» Passage shown
** Start **

Sunday, February 23, 2014

Baseball Is The Best Sport: Statistically Proved

(Disclaimer: only four sports are included, so at most I'm claiming that baseball is the best of the four. A game like golf, where you're not really counting up from zero and trying to get as high as possible, is really impossible to analyze using the technique of this post.)

A few weeks ago, a friend of mine noticed that a basketball team was losing by about sixty points. Well, okay, he appears to have misplaced the tens column by one; he said they were losing by 66 points, but it was actually 56 points. It was the Philadelphia 76ers, losing very badly to the Los Angeles Clippers, on February 9th. They ended up losing 123-78, a margin of a meager 45 points. He was shocked, though, that a professional basketball team could be losing by that kind of margin. (Note that this particular friend is really into sports, all sports actually, and is very knowledgeable about every sport, so his shock and disbelief is pretty meaningful.)

Responding to those comments, I began a statistical analysis of the relationship between average score and variance of score in the four major American team sports: baseball, football, basketball, and hockey. I completed that analysis a few minutes ago. (In between I was doing other things.) There are a number of interesting findings, but I shan't bury the lede: my initial intuition was very much correct that basketball scores vary a lot less in comparison to their average value than those of the other sports. Especially baseball. Baseball has the highest ratio of variance to average. Thus the title. You can see if you think I'm right.

** End **

» What you will do
1 – In the baseball post, retype the passage from "(Disclaimer: only four" to "of this post.)".
2 – Translate this sentence from the baseball post into Spanish: "Baseball has the highest ratio of variance to average."
3 – Write what comes next in the baseball post, picking up after its final sentence.
The data after this post come from a separate source.

» Data
** Start **

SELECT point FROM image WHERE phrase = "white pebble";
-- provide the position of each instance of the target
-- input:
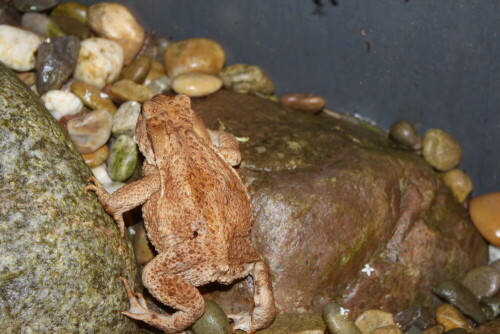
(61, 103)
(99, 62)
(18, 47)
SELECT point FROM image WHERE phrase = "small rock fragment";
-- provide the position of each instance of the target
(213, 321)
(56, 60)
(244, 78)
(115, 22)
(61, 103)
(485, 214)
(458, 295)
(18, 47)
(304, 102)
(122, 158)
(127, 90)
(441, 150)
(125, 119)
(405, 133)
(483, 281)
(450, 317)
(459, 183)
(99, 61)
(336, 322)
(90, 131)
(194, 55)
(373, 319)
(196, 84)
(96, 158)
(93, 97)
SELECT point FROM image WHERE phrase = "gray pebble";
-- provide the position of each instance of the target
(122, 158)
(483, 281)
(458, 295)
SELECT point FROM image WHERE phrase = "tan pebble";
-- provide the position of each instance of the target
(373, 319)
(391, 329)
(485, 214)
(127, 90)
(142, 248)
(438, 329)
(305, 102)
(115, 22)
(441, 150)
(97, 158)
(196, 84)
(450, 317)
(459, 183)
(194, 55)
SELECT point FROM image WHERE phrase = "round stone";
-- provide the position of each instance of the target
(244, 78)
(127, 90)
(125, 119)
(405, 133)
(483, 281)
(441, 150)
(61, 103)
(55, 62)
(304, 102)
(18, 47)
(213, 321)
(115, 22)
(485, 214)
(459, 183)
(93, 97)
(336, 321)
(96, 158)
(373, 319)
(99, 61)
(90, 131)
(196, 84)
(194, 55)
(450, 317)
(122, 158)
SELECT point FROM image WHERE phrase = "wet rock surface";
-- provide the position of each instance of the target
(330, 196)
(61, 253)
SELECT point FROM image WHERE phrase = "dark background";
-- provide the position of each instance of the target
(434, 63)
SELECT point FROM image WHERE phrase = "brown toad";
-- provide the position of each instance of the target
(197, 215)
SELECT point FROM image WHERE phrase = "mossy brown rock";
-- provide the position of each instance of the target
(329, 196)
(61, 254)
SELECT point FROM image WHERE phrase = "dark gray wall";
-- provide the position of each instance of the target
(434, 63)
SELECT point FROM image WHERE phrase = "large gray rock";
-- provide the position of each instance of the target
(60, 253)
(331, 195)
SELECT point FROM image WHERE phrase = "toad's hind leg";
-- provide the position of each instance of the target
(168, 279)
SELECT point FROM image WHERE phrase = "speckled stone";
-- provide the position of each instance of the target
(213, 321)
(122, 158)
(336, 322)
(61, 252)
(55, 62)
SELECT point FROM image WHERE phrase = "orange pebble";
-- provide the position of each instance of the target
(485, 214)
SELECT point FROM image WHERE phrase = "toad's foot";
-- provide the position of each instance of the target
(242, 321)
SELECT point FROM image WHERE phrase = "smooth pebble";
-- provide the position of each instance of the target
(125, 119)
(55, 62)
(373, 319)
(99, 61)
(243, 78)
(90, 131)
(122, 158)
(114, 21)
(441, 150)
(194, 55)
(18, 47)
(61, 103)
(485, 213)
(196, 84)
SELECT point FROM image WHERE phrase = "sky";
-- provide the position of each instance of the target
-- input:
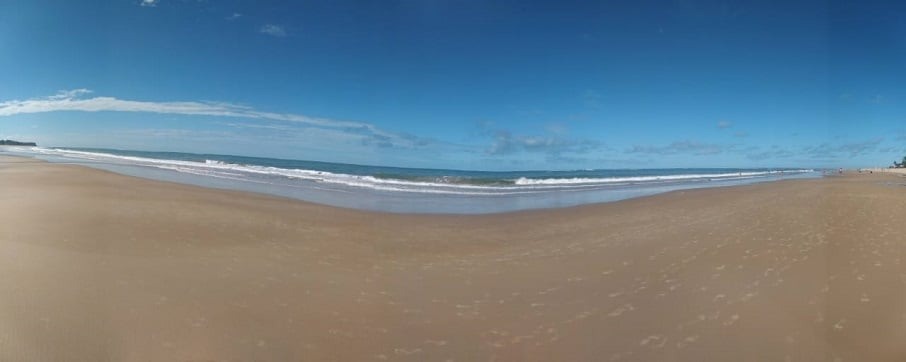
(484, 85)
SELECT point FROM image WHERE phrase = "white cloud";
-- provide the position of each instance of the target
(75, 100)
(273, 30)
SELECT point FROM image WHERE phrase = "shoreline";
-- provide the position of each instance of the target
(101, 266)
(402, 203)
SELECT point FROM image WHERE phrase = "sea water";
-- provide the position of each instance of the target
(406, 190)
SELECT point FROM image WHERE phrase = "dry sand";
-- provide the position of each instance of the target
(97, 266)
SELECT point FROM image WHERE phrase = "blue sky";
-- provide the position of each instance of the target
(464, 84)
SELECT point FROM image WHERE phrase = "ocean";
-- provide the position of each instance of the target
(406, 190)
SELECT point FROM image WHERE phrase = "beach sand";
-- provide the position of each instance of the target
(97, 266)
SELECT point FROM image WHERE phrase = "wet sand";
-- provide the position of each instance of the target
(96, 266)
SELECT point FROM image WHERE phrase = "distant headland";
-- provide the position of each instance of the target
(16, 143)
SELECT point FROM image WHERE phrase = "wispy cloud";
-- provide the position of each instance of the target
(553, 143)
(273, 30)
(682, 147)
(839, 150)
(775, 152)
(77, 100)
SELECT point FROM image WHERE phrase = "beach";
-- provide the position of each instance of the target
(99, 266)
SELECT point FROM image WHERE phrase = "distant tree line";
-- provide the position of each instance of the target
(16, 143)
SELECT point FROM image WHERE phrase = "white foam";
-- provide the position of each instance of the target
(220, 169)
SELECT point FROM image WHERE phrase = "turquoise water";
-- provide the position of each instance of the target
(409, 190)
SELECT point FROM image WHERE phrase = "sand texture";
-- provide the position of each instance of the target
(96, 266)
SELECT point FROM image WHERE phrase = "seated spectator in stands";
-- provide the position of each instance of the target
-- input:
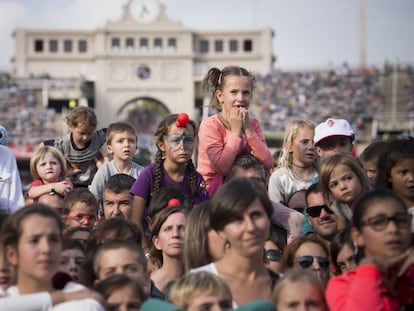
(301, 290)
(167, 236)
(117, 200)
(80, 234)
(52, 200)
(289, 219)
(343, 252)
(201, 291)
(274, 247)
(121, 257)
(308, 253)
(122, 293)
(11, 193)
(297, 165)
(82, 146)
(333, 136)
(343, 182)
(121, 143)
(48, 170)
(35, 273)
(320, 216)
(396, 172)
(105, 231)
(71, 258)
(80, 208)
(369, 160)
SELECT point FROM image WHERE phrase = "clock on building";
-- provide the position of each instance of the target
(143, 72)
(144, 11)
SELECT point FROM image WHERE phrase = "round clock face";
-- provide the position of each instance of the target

** End **

» Written answers
1 –
(Disclaimer: only four sports are included, so at most I'm claiming that baseball is the best of the four. A game like golf, where you're not really counting up from zero and trying to get as high as possible, is really impossible to analyze using the technique of this post.)

2 – El béisbol tiene la proporción más alta entre la varianza y el promedio.

3 –
So, the numbers. These are taken from the most recently completed regular season of each sport; as basketball and hockey are in season presently, that means they're using the 2012-13 seasons' data.

In the 2013 MLB season, each team scored an average of 4.166 runs per game. Team scores had a standard deviation of 2.952 runs. This standard deviation was 70.86% of the average score.

In the 2013-14 NFL season, each team scored an average of 23.408 points per game. Team scores had a standard deviation of 10.217 points. This standard deviation was 43.65% of the average score.

In the 2012-13 NBA season, each team scored an average of 98.138 points per game. Team scores had a standard deviation of 11.631 points. This standard deviation was 11.85% of the average score.

In the 2012-13 NHL season, each team scored an average of 2.767 goals per game. Team scores had a standard deviation of 1.634 goals. This standard deviation was 59.04% of the average score.

So, right off the bat, impression confirmed. Basketball scores don't vary a lot compared to the average score. This is in a sense obvious, as it is the only of the four sports where a shutout is properly unheard of. If your range doesn't go all the way to zero, there's a whole block of your average that just doesn't factor into the variance. Interestingly, shutouts are rare enough in the NFL, but they have happened on rare occasions, and sure enough football has the second-lowest variance-to-average ratio.* Of course, shutouts happen all the time in hockey, it's practically a miracle whenever a goal's scored, whereas in baseball they happen a fair amount but are a notable occurrence, so the Shutouts Hypothesis doesn't explain all of what we're seeing here.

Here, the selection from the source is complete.